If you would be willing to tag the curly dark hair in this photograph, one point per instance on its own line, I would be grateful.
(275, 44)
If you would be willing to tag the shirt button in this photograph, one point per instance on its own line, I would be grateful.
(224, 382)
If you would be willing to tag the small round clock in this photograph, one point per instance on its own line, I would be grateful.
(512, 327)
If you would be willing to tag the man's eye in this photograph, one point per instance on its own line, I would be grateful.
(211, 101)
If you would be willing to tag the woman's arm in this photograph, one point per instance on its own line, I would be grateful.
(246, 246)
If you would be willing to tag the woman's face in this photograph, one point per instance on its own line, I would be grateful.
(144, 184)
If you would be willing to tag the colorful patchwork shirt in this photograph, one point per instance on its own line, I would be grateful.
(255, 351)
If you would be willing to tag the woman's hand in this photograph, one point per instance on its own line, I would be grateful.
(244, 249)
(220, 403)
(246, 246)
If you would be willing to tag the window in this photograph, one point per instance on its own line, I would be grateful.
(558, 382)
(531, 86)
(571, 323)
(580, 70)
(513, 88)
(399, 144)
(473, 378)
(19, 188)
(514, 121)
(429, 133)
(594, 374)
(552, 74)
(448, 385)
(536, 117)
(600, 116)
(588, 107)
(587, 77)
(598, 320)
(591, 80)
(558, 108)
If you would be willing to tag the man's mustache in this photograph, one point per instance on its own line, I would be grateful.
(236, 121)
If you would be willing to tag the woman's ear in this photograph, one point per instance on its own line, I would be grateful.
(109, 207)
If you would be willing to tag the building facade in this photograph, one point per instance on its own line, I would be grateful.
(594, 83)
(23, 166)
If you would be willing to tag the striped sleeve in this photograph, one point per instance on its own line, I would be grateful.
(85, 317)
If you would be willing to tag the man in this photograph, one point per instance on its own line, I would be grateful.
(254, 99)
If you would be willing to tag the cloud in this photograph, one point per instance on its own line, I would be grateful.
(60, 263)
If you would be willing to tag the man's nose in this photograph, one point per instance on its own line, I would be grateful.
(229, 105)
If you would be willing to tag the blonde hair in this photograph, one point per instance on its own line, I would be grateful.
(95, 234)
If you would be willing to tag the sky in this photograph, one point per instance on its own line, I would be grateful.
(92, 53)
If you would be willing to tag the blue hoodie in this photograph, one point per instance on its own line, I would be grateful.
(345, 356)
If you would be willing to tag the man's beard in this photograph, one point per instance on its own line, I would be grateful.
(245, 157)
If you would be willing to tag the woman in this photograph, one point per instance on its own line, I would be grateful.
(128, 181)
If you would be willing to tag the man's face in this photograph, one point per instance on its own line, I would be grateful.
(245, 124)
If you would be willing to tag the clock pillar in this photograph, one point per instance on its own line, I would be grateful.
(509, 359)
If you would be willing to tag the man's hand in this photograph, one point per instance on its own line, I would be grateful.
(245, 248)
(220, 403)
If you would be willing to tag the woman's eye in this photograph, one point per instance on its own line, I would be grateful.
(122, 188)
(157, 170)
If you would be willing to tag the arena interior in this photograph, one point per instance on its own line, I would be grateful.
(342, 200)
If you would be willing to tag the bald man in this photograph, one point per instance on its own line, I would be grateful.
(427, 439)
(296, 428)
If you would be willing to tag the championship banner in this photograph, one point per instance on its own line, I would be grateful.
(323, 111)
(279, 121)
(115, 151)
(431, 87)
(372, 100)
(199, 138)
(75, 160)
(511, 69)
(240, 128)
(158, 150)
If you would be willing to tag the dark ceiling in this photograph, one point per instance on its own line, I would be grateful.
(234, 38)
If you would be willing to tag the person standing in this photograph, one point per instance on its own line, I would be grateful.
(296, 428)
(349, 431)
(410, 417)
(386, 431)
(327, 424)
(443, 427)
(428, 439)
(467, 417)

• Given instruction
Reproduce verbatim the lines from the one containing "If you would be willing to tag the man's face" through the last line, including both ends.

• Result for this exercise
If you would be willing to tag the man's face in this photograph, one point per instance on its own line, I would be grateful.
(245, 124)
If you would be willing to tag the clock pillar in this photograph, one point per instance on its own line, I would be grateful.
(509, 359)
If you would be willing to tag the man's hand in this photograph, one point per instance on its own line, I would be grateful.
(245, 248)
(220, 403)
If you would be willing to tag the woman's eye in this photograph, one point per instance on its own line, I would be grateful.
(122, 188)
(157, 170)
If you would be willing to tag the arena interior in this photograph, one point per instance on its own line, I would be grateful.
(342, 200)
If you would be willing to tag the bald man in this photograph, one point per instance on its own line, I would be grateful.
(427, 439)
(296, 428)
If you would be willing to tag the championship banner in this photograph, one point per instance on its own line, I would be grateful.
(323, 111)
(279, 121)
(115, 151)
(431, 87)
(372, 100)
(199, 138)
(75, 160)
(511, 69)
(240, 128)
(158, 150)
If you would be willing to tag the dark ceiling in this photograph, one point per instance on its own line, I would be grateful.
(234, 38)
If you would be willing to tag the person standing in this photograph, one point per instance on its own line, I would be grateful.
(296, 428)
(349, 431)
(410, 417)
(386, 431)
(327, 424)
(443, 427)
(428, 439)
(467, 417)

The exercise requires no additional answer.